Your assignment -> Give back all of the data exactly as it stands, with the pictures removed.

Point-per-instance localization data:

____

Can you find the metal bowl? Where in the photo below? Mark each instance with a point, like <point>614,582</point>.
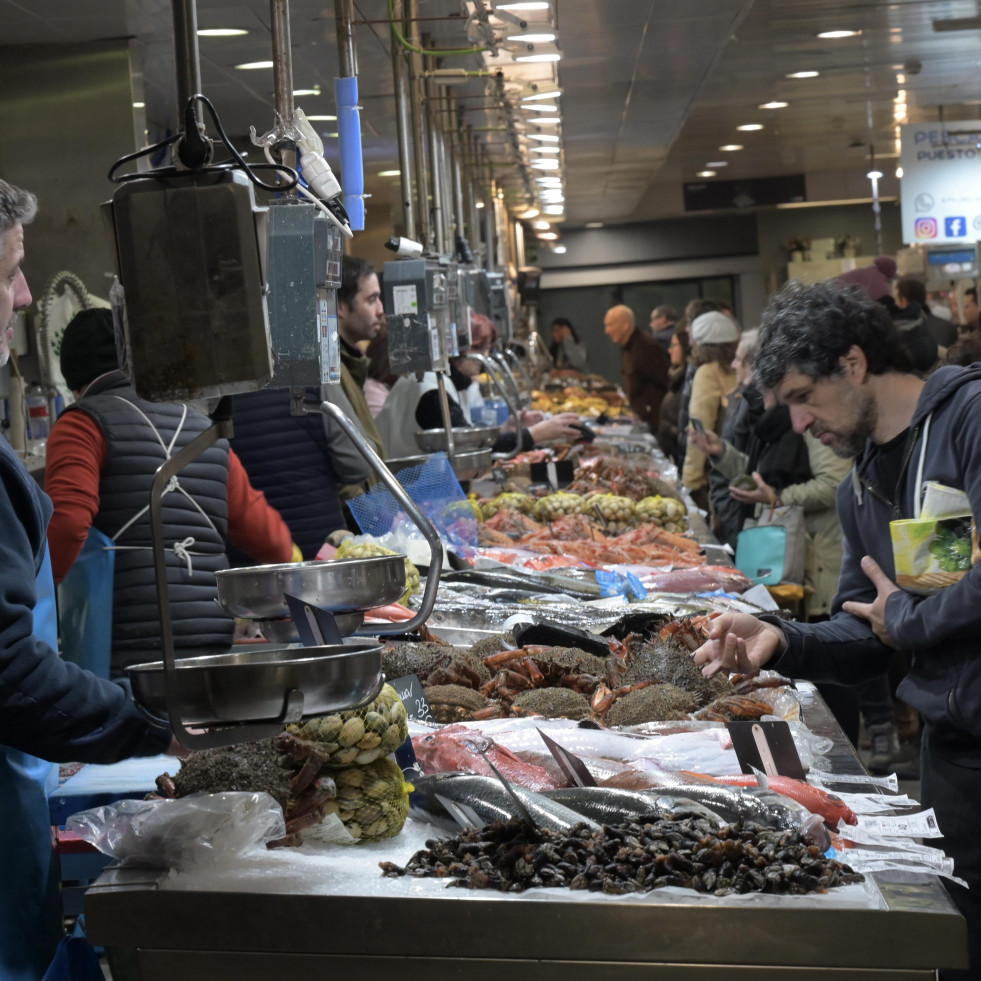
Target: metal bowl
<point>257,593</point>
<point>464,438</point>
<point>252,686</point>
<point>283,630</point>
<point>466,466</point>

____

Written solution ->
Can you find the metal bowl? Where in the photo below? Mark each instance with a point, like <point>614,582</point>.
Target: metal bowl
<point>257,593</point>
<point>464,438</point>
<point>252,686</point>
<point>283,630</point>
<point>466,466</point>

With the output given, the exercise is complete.